**Given exercise:**
Write each line word for word, from the line that contains "Objective: one point per instance of the cloudy" through the last line of the material below.

**Recorded information:**
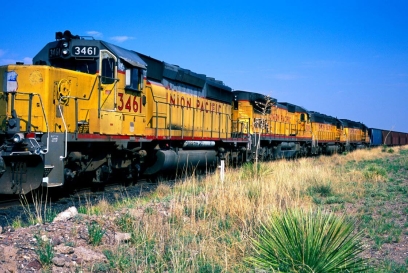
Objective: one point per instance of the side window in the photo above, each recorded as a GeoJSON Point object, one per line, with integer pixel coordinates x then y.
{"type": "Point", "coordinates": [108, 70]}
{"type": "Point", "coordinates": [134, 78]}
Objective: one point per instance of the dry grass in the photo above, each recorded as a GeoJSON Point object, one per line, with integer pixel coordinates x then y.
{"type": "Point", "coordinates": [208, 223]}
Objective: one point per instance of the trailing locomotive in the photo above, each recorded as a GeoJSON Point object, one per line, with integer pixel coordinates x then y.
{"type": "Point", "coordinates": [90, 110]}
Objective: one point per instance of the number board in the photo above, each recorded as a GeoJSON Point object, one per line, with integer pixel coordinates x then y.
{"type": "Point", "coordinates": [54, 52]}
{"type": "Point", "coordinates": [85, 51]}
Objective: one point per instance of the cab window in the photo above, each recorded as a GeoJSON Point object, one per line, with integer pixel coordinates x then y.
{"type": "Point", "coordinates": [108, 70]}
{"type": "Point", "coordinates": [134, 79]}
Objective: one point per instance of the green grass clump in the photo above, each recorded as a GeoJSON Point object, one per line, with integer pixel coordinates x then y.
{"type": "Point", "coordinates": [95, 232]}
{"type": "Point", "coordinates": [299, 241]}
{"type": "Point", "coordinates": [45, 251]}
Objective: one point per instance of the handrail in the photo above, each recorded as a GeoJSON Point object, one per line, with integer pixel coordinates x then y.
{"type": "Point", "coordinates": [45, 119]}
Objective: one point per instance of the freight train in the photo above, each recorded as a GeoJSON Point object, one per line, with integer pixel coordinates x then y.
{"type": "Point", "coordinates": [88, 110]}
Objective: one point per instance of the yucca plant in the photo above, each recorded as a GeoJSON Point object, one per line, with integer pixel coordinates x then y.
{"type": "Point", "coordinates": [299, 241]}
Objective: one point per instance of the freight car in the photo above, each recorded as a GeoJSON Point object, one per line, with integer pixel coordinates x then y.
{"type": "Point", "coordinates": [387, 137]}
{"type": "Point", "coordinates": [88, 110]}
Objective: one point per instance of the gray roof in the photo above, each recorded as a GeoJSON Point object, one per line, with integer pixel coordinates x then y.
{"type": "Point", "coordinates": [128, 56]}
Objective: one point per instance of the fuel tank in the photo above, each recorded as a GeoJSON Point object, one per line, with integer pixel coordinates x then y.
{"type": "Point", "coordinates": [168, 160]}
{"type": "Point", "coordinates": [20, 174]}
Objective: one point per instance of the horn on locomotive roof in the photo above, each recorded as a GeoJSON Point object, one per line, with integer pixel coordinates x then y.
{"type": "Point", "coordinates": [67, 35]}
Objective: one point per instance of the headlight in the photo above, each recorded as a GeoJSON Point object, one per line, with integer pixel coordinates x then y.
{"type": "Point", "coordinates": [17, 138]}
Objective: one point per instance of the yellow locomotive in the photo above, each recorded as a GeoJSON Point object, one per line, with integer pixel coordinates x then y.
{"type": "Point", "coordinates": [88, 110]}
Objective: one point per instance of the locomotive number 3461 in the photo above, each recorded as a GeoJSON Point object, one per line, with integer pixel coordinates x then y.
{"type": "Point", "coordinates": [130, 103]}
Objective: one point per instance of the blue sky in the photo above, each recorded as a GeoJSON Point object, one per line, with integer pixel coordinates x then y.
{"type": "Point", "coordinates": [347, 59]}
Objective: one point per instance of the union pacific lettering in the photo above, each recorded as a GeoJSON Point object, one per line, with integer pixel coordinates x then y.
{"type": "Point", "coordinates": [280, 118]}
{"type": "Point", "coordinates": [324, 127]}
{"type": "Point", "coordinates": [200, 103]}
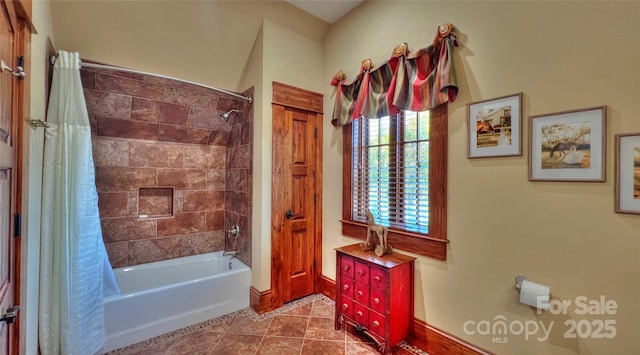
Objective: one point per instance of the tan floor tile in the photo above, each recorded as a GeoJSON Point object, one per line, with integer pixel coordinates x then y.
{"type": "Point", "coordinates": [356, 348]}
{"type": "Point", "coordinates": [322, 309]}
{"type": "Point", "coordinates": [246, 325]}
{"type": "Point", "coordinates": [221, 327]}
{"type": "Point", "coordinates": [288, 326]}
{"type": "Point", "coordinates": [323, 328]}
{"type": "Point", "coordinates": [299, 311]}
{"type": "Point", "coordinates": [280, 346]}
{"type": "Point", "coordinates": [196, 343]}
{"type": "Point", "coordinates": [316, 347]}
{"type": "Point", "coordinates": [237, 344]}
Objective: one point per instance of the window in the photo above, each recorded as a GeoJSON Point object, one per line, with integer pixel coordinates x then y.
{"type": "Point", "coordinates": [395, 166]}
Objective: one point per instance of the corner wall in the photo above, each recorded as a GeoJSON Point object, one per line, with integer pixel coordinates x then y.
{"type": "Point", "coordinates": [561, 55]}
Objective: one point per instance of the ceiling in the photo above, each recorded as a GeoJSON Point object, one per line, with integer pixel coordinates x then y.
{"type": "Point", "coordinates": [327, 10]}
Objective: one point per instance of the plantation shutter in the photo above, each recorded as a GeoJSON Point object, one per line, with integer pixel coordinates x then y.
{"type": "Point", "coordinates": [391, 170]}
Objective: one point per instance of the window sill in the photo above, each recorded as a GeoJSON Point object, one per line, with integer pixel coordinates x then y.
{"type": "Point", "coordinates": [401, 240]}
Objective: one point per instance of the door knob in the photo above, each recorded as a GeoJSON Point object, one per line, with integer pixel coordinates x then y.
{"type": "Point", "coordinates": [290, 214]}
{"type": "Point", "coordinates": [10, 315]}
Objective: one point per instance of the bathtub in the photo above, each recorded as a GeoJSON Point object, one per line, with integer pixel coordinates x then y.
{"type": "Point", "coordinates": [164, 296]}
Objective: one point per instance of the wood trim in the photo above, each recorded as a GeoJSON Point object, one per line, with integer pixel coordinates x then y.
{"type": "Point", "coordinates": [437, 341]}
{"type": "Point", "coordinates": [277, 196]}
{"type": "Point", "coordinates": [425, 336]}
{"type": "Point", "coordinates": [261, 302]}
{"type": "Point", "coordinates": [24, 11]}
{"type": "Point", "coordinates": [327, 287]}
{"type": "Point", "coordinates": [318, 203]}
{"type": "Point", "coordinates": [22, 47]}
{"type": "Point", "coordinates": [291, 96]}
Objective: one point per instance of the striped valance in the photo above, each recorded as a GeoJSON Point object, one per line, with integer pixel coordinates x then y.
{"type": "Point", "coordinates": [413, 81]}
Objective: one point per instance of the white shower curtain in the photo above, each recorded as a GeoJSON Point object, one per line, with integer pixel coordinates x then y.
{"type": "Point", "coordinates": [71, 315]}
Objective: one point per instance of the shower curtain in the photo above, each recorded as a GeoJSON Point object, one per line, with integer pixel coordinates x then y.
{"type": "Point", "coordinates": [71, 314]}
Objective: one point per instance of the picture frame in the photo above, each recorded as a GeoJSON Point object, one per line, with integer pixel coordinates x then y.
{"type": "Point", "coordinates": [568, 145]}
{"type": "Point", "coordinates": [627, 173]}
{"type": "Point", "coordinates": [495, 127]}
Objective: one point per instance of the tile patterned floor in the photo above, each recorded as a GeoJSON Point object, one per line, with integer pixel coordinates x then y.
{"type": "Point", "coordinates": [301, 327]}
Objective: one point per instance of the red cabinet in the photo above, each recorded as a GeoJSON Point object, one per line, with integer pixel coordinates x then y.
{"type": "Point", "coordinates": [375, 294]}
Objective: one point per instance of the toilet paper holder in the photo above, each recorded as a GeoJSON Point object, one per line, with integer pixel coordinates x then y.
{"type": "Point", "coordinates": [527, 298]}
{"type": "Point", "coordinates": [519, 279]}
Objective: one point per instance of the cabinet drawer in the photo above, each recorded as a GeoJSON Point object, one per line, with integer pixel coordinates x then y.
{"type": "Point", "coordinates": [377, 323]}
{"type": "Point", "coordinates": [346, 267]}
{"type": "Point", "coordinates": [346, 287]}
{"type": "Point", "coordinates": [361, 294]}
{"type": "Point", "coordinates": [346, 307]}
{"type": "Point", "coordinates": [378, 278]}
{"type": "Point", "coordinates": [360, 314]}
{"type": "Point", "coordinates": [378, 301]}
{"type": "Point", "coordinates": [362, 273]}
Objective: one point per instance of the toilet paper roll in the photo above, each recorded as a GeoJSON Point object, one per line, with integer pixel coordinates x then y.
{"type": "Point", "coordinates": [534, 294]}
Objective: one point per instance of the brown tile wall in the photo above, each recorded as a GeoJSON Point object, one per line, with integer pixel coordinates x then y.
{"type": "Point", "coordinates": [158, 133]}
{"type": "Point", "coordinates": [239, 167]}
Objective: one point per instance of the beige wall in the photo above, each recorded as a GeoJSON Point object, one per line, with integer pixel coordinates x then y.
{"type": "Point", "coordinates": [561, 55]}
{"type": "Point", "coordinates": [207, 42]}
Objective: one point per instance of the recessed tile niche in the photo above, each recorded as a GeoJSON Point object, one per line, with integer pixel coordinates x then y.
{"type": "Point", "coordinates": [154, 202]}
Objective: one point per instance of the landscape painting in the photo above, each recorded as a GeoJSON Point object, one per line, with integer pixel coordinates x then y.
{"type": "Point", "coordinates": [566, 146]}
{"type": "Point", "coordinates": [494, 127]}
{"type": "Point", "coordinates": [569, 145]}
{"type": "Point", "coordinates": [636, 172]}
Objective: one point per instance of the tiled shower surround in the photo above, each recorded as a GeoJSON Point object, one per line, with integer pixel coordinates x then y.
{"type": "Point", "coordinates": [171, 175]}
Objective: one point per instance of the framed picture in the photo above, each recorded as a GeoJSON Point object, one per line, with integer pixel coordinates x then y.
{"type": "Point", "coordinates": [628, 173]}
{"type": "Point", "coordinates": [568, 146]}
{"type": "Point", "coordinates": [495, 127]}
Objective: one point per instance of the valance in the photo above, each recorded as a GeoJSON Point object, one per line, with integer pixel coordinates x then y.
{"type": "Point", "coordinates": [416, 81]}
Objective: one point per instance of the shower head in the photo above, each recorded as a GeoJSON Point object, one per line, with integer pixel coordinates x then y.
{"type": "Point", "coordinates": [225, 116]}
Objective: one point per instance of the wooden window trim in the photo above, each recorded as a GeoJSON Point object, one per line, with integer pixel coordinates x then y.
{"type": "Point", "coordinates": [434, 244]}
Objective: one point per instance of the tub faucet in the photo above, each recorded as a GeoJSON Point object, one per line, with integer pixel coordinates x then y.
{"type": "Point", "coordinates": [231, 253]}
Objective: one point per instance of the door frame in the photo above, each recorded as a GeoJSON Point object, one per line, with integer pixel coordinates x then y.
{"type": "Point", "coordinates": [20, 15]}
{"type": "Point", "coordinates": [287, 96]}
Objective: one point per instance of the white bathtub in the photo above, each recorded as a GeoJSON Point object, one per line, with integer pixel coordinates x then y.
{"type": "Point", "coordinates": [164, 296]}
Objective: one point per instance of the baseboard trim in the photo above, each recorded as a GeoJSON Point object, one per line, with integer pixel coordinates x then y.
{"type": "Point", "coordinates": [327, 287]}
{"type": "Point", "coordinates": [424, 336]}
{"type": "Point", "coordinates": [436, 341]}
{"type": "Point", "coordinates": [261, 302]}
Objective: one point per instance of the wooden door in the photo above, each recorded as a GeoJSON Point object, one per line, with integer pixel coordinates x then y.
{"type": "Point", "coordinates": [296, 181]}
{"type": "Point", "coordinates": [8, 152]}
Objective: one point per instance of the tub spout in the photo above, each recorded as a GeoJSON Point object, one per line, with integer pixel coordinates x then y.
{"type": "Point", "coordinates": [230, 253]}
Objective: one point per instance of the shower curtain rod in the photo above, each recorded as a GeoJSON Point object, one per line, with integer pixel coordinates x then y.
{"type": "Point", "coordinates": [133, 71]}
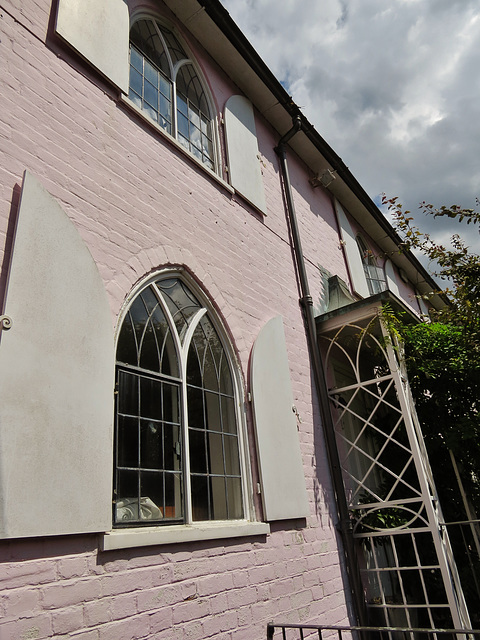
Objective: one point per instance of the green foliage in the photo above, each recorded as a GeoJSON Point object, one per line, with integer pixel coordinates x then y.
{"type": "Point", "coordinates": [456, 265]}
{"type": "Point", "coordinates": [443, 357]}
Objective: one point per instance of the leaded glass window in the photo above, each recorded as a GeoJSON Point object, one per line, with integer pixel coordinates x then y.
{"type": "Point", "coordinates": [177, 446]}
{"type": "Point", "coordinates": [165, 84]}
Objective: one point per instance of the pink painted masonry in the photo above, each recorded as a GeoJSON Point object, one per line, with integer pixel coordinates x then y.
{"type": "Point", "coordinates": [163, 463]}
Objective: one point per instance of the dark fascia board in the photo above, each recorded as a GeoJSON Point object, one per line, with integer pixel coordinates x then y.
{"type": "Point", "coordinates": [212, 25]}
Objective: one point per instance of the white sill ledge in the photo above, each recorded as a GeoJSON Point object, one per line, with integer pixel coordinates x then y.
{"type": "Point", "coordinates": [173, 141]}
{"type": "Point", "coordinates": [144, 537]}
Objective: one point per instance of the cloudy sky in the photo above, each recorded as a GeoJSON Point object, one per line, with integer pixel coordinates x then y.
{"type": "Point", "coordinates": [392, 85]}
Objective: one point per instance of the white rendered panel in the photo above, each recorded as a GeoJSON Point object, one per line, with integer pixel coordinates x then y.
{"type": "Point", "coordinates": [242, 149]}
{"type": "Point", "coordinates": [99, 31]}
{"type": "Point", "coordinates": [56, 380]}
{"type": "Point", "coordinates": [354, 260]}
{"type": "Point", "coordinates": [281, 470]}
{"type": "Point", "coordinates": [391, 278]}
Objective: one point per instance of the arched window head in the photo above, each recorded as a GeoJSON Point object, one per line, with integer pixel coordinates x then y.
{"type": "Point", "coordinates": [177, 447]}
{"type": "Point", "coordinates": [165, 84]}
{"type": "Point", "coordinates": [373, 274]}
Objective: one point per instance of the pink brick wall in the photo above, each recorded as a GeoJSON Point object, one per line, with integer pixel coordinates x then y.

**Response to this exercise:**
Objective: one point per instance of the cloudy sky in the photo above, each recorded as a GeoJSON Point object, one per line, with integer pixel coordinates x then y.
{"type": "Point", "coordinates": [392, 85]}
Objective: one point per instance of the white rendered panel in the photo above, each recorded as a GeoJSON Point object, one per line, with integer pixel coordinates x then y.
{"type": "Point", "coordinates": [242, 149]}
{"type": "Point", "coordinates": [99, 31]}
{"type": "Point", "coordinates": [56, 380]}
{"type": "Point", "coordinates": [354, 260]}
{"type": "Point", "coordinates": [281, 470]}
{"type": "Point", "coordinates": [391, 278]}
Objective: one point per instance of the arched window head in the photo above, each recorded as a GeoJSON Point object, one per line, with integer pixel coordinates x then y.
{"type": "Point", "coordinates": [177, 447]}
{"type": "Point", "coordinates": [165, 84]}
{"type": "Point", "coordinates": [373, 274]}
Objective: one point per instance of the pink brick wall in the photo above, each recorded as a GeoJSON Point object, one per line, with integer pixel coordinates x then y.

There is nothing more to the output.